PhyloPhlAn 3.0 provides strain-to-phylum level phylogenies built from newly generated microbial genomes (isolate or metagenomic assemblies) in the context of over 80,000 existing isolate genomes and 150,000 metagenomic assemblies. It automatically selects the most informative loci on a clade-specific basis, handles incomplete or fragmented assemblies, and can be configured to provide the resulting multiple-sequence alignment, estimated mutation rates (optionally), and phylogenetic tree.
Fig. 2Accurate reconstruction of Staphylococcus aureus phylogenies using PhyloPhlAn 3.0.
a Phylogenetic tree of 135 S. aureus strains from a pediatric hospital[36] reconstructed by PhyloPhlAn 3.0 using 2127 automatically identified core genes (rendered by GraPhlAn[39] see Supplementary Fig. 2 for a full comparison). Green circles represent the methicillin-sensitive S. aureus (MSSA), while red circles represent methicillin-resistant S. aureus (MRSA). Blue circles internal to the phylogeny identify subtrees with bootstrap >80%. b Normalized phylogenetic distances in the PhyloPhlAn 3.0-reconstructed tree and in a manually curated phylogeny from ref. [36] highlighting strong consistency between the automated PhyloPhlAn 3.0 results and the curated tree (0.992 Pearsonʼs correlation coefficient). c Multidimensional scaling ordination of pairwise phylogenetic distances from the tree integrating the 135 S. aureus isolates (crosses) with 1000 automatically selected S. aureus reference genomes (circles, Supplementary Fig. 1). The ten most prevalent sequence types (STs)[23] are highlighted in different colors.
Fig. 3Phylogenetic analysis of MAGs from 50 rural Ethiopian metagenomes.

◇ ◇ ◇ ◇ ◇ ◇ ◇

__To do__.
According to the PhyloPhlAn 3.0 passage, how many core genes were used to reconstruct the phylogenetic tree of the 135 S. aureus strains from a pediatric hospital? Rely only on the passage about PhyloPhlAn 3.0.

__Data excerpts__.

◇ ◇ ◇ ◇ ◇ ◇ ◇

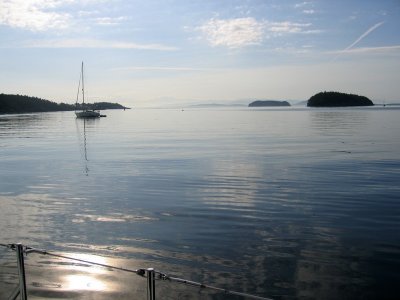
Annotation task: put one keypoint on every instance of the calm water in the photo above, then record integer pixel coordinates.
(284, 203)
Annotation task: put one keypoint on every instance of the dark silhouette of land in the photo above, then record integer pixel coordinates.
(262, 103)
(15, 104)
(336, 99)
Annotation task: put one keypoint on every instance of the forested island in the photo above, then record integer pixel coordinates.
(262, 103)
(14, 104)
(336, 99)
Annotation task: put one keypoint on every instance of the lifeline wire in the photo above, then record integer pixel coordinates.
(141, 272)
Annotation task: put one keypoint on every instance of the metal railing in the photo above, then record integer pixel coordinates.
(150, 274)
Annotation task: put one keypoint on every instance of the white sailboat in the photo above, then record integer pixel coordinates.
(84, 113)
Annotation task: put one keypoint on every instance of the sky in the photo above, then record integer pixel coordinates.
(163, 53)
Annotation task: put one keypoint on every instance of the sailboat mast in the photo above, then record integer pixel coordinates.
(83, 87)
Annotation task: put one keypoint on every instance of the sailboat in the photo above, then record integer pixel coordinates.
(85, 113)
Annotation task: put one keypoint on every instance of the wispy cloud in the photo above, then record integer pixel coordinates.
(364, 35)
(92, 43)
(241, 32)
(370, 50)
(233, 33)
(109, 21)
(35, 15)
(287, 27)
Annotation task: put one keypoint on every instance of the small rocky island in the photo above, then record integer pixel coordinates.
(336, 99)
(16, 104)
(268, 103)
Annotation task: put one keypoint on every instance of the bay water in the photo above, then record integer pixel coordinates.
(285, 203)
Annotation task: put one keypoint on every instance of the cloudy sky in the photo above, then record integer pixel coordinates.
(153, 52)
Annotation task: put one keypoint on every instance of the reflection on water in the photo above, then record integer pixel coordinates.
(290, 203)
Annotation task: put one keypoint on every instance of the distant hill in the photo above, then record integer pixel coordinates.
(262, 103)
(336, 99)
(14, 104)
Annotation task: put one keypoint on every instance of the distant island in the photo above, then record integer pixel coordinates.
(336, 99)
(259, 103)
(14, 104)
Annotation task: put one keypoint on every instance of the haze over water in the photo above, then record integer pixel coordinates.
(282, 203)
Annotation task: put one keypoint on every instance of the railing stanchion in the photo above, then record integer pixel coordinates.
(21, 271)
(151, 284)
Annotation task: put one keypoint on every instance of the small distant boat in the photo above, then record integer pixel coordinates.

◇ ◇ ◇ ◇ ◇ ◇ ◇

__Answer to this problem__.
It used 2127 automatically identified core genes.